## Chapter 6: Quantiles

0. Introduction

    - Example program that uses Python's Numpy to generate quantiles to more effectively visualize numerical summaries.

    Prerequisites: Statistical and programming skills as outlined in Chapters 0 and 1. Raster data management from Chapters 2-5.

1. Installing Python GDAL

  **Week 1 Homework: Installing Python GDAL**

    Grading Scale:
    0. Did not attempt.
    1. Installed npm.

  **Notes**

  - To review, rasters visualize Earth information by summarizing feaures using matrices.

  - Methods for capturing data include:
      
    - Aerial Photography (nadir images, 3D point clouds and digital elevation model (DEM), infrared, etc.).

      - United States Geological Survey's (USGS) Earth Explorer provides access to several satelite sources.

      - Google, Apple, Bing Maps.

    - Potential Evapotranspiration Networks (rasters derived from temperature, humidity, and wind ground station measurements).

::::

→ **Task instructions**
• A. Pull out every line in the records below that contains the string "flower".
• B. Extend the quantiles chapter above, writing onward from its final line.

::::

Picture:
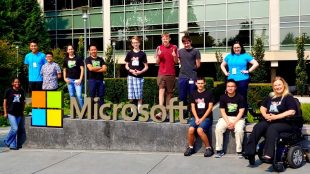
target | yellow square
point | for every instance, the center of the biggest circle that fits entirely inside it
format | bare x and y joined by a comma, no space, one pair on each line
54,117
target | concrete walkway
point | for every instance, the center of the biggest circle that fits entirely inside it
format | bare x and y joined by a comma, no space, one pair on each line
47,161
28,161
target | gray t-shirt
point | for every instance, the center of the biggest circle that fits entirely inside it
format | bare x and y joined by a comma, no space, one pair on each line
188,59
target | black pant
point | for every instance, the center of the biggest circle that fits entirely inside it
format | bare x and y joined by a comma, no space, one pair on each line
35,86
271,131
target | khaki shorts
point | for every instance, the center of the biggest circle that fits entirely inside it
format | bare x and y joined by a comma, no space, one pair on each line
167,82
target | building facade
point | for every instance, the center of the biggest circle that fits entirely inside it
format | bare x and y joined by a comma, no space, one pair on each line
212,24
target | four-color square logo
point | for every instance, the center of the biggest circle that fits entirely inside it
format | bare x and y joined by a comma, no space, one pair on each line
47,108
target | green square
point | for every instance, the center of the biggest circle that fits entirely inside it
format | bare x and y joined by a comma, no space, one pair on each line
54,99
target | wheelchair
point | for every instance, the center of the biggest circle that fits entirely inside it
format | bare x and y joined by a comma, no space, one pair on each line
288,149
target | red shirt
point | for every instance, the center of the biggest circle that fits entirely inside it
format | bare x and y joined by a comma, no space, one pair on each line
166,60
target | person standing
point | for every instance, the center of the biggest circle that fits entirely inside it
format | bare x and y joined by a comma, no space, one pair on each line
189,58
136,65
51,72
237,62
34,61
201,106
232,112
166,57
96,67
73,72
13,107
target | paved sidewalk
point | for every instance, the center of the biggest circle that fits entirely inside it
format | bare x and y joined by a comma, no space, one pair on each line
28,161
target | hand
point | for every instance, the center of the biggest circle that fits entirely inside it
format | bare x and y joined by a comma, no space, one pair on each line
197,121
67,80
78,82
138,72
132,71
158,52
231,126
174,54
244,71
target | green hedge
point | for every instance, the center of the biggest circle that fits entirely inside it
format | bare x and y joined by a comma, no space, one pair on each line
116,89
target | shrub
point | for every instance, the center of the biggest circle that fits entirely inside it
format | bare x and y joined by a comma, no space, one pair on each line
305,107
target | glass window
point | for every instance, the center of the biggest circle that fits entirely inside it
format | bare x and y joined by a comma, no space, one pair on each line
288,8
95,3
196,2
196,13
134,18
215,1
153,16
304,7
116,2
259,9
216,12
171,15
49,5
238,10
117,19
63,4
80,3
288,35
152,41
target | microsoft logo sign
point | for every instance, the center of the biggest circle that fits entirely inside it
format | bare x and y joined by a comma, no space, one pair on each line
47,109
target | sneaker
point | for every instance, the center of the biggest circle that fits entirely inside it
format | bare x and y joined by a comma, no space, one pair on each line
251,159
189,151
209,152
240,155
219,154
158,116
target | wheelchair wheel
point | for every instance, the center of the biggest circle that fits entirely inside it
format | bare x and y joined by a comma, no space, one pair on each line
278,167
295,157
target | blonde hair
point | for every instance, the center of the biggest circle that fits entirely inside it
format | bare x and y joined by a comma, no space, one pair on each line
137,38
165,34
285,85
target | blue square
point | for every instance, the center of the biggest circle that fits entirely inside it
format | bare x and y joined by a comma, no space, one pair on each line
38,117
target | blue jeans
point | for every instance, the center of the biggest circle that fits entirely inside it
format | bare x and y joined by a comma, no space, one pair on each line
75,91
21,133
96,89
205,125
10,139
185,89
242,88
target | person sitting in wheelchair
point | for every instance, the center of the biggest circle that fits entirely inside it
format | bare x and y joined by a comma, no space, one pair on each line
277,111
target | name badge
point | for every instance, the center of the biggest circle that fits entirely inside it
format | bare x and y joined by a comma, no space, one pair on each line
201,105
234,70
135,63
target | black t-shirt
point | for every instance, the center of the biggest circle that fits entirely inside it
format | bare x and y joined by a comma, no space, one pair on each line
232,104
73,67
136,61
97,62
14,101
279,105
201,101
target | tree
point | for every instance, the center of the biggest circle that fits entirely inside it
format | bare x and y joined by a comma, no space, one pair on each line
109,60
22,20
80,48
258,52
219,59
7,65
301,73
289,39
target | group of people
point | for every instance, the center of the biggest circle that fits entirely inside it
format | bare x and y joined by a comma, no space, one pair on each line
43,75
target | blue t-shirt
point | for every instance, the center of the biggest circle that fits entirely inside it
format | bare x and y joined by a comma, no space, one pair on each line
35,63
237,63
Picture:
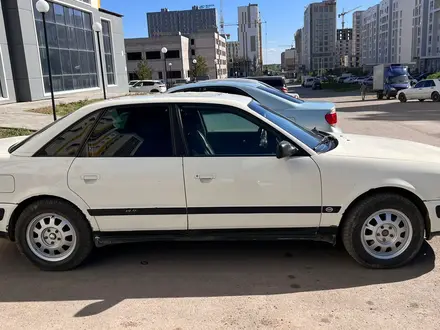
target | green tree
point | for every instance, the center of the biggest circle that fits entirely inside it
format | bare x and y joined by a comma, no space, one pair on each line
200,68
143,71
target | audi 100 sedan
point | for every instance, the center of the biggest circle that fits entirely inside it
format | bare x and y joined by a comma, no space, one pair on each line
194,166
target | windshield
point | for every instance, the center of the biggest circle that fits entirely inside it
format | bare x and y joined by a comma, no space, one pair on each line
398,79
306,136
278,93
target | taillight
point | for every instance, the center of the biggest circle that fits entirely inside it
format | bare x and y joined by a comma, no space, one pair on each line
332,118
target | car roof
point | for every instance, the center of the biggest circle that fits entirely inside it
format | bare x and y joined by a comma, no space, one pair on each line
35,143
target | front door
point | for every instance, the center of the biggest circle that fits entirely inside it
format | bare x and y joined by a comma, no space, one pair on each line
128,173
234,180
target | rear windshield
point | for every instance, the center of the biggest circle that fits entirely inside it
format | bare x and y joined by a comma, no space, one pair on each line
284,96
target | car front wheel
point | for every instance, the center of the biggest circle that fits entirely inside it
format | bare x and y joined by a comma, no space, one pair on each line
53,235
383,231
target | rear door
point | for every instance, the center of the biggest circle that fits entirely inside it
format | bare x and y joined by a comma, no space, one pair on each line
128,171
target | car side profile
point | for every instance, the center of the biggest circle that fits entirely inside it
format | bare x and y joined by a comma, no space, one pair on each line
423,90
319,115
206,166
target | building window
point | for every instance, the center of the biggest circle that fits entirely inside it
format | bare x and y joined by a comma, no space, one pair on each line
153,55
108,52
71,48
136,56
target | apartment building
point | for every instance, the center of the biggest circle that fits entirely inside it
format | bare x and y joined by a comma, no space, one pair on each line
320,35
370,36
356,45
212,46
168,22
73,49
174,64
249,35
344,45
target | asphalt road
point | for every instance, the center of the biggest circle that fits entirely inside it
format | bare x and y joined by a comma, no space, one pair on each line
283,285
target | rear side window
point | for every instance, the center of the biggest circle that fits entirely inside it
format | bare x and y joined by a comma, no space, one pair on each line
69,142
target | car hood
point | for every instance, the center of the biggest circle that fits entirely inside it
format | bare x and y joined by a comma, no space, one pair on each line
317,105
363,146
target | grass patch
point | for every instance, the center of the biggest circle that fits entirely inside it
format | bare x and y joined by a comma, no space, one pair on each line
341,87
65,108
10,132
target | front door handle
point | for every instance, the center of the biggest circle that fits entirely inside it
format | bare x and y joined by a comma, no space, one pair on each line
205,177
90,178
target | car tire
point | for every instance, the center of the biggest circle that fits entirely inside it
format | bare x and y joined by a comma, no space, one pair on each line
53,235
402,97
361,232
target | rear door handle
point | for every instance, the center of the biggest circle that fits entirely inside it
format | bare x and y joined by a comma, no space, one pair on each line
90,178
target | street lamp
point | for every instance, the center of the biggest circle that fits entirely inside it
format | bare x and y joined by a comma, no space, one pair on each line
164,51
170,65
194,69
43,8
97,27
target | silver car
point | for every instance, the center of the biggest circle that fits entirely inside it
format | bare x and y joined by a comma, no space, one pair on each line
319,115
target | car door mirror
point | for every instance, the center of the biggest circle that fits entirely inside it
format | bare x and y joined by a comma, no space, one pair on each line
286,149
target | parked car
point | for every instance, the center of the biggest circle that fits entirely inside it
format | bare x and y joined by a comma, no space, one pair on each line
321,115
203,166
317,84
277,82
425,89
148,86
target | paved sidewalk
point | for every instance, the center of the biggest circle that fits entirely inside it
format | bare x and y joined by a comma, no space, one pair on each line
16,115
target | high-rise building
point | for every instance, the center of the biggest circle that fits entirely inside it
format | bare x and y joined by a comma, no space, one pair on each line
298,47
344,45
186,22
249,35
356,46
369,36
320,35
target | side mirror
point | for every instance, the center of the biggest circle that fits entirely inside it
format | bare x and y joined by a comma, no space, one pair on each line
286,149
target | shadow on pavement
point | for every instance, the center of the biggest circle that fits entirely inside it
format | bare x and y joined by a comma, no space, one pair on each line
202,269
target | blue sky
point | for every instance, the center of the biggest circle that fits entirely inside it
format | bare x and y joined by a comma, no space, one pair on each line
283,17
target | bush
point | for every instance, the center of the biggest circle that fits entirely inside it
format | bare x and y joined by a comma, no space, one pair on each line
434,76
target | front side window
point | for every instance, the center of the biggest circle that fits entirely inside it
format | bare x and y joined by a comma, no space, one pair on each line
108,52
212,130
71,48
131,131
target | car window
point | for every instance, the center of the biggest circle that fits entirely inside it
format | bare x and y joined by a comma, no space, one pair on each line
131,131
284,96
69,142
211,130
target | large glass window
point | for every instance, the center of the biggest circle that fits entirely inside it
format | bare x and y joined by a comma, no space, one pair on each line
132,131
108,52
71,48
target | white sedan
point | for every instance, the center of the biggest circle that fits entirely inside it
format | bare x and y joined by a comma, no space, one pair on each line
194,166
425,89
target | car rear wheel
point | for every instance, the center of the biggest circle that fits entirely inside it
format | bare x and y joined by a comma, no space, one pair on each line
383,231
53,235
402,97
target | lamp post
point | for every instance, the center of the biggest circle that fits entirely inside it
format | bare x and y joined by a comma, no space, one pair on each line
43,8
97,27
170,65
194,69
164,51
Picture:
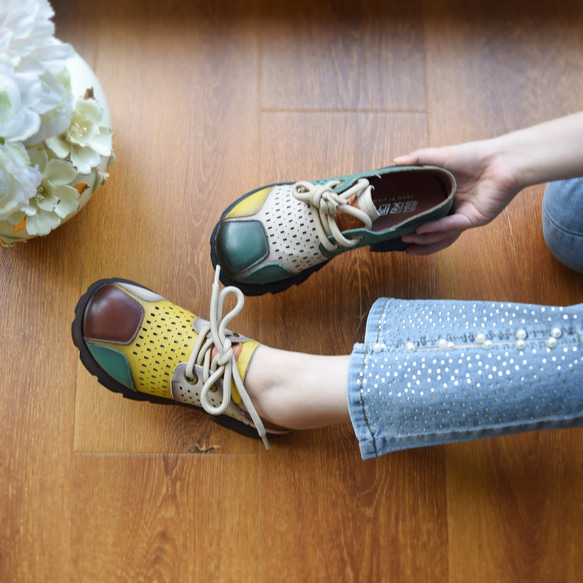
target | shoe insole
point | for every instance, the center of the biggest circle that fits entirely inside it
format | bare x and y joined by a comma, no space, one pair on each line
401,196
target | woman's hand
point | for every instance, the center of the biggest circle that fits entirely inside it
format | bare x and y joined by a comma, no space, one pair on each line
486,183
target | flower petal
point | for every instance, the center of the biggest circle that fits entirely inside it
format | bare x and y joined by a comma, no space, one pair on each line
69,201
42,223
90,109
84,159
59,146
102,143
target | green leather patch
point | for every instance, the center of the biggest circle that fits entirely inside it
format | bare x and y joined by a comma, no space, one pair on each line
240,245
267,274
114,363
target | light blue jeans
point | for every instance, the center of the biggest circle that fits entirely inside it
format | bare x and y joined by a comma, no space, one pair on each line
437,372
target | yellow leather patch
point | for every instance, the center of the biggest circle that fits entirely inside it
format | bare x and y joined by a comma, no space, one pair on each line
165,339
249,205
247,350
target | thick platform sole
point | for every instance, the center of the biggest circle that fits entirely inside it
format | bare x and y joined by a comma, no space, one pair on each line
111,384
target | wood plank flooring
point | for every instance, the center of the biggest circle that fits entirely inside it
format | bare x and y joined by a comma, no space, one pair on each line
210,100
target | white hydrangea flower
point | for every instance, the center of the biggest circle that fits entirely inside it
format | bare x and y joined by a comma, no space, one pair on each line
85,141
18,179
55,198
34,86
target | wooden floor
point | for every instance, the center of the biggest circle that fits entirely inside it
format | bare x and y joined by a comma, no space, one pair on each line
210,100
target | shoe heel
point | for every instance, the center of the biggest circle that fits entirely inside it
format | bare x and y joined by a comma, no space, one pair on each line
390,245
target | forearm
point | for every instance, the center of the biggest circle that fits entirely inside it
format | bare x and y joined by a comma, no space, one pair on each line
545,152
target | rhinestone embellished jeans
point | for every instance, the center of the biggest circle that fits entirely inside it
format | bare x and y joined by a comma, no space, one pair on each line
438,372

::::

→ **Final answers**
• A.
target | flower petal
target | white hydrangea flower

• B.
      - University Corporation of Atmospheric Research's NCAR.
      
      - Oregon State's PRISM.

    - Light Detection And Ranging (LiDAR) derived DEM.

    - Combination of all of the above.

  - Vehicles for capturing data include:

    - Robotic vehicles
    
    - Balloons

    - Planes or helicopters

    - Satelites

  - Each pixel represents a square of the length and width of a real world place by a number.

    - An example is RGB whose color is sometimes represented on a range from 0-255.

  - That number can be read with GDAL as a numpy variable and the matrix is transformed using various statistical techniques.

  - This chapter explains the various ways to seperate continuous information into summarizable categories without examining each pixel individually.

  **Homework Notes**

  - Use a VirtualBox or other Linux installation for this chapter.

  - The easiest way to install GDAL with Python bindings is to use the Python package manger "Conda".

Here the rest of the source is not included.